# Document text
Multiple causes of primary care dissatisfaction

Many PCPs are facing requirements by their hospitals to see a greater number of patients, who get sicker and whose care gets more complicated every year, in the face of significant salary and benefit cuts and with dwindling administrative and clinical support. PCPs have more to do at each visit, as new requirements and treatments come up, but none of the work aimed toward preventive health seems to disappear, such as managing blood pressure and cholesterol, as well as discussing and providing hospital scheduling requests for health screenings like mammograms and colonoscopies.

Further, when patients are finally able to get in to see us in person, they have many more unaddressed problems and concerns because they often haven’t seen us for a year or two. This creates a vicious feedback cycle, with PCPs having ever-growing issues to address under a time pressure and patients having increasingly unmet medical symptoms and needs.

Time devoted to electronic medical records is further impacting burnout

It is estimated that for each hour a PCP spends with a patient, up to two hours of work are generated, which includes writing summary notes and treatment plans in a patient’s electronic medical record (EMR) and communicating test results or other important information to patients and their caregivers. Many PCPs that I know go home at the end of crushingly stressful days, spend an hour or two with their families, and then stay up late to finish all the computerized documentation that their day in clinic has generated. Many also have second jobs or side gigs to pay off their medical school debts.

What we are managing in today’s clinics is increasingly complicated and out of our control. As our entire healthcare system struggles, it is more difficult to get patients into the emergency department, into the hospital, and scheduled to see medical specialists. PCPs are left managing many things in the absence of the support that we are ordinarily used to.

We are also managing greater mental health needs and dealing with the brunt of our patient’s problems, such as lack of housing and employment, unaffordable medications, and widespread financial problems. The fact that we are unable to care for our patients nearly as well as we previously could is considered to be a “moral injury” that many of us are suffering. And there is research that when your doctor is struggling like this, the quality of your health care can suffer.

# Excerpted data
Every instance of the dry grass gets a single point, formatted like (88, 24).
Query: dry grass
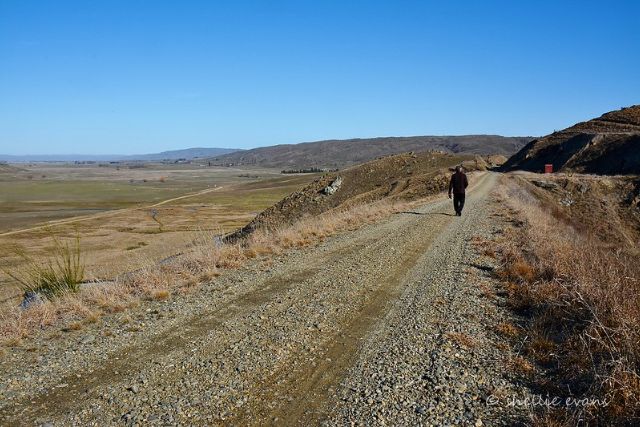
(204, 260)
(507, 330)
(582, 296)
(462, 339)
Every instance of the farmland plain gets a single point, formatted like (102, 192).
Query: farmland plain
(126, 216)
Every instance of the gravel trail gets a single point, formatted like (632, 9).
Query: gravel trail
(368, 327)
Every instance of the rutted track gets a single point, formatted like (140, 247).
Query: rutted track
(299, 343)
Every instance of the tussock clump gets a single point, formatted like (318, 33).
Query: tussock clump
(581, 296)
(62, 272)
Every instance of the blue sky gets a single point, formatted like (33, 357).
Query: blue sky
(136, 76)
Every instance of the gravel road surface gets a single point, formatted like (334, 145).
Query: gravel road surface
(385, 325)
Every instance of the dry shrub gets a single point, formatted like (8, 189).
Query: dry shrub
(583, 298)
(521, 366)
(202, 262)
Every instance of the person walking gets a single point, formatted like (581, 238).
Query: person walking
(458, 186)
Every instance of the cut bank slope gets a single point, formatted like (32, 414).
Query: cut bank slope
(294, 344)
(608, 145)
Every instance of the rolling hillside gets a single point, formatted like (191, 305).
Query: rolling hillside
(341, 153)
(607, 145)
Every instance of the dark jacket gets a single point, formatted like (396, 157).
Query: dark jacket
(458, 183)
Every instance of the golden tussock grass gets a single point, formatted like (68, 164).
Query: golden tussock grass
(582, 298)
(204, 260)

# Exercise set
1. In the text on primary care dissatisfaction, which places or services does the author say it has become harder to get patients into or scheduled with?
2. Continue the text on primary care dissatisfaction after its final sentence.
The listing plays no part here.

# Answer list
1. The emergency department, the hospital, and medical specialists.

2.
What can patients do to find a PCP?

If your current PCP quits or retires, ask the practice to assign you to someone new. In theory, practices aren’t supposed to leave patients stranded and abandoned, even if they, like many places, don’t truly have enough experienced physicians to take adequate care of patients. If that doesn’t work, or if you don’t feel that your new doctor is a good match for you, you can call your health insurance and see which doctors are accepting new primary care patients.

If you happen to have a friend who is a doctor or a nurse, perhaps they can advocate for you by asking a colleague to accept you into their practice. Our system shouldn’t work this way, but it often does. Most practices have waiting lists, so if you are without a PCP, put your name down, as late is better than never.

What might reverse the primary care crisis?

We need to train and financially support more PCPs by encouraging trainees to go into primary care and to eliminate the pay gap between PCPs and specialists. We need to buttress those doctors who are currently trying to stick it out as primary care doctors, so they don’t cut down hours or quit. These doctors urgently need emotional, financial, logistical, and psychological support.

Finally, we need to cultivate in new doctors the magic of primary care, so eloquently spelled out by William Carlos Williams, so that people can, in fact, access the care that will enable them to live and enjoy the long and healthy lives they deserve.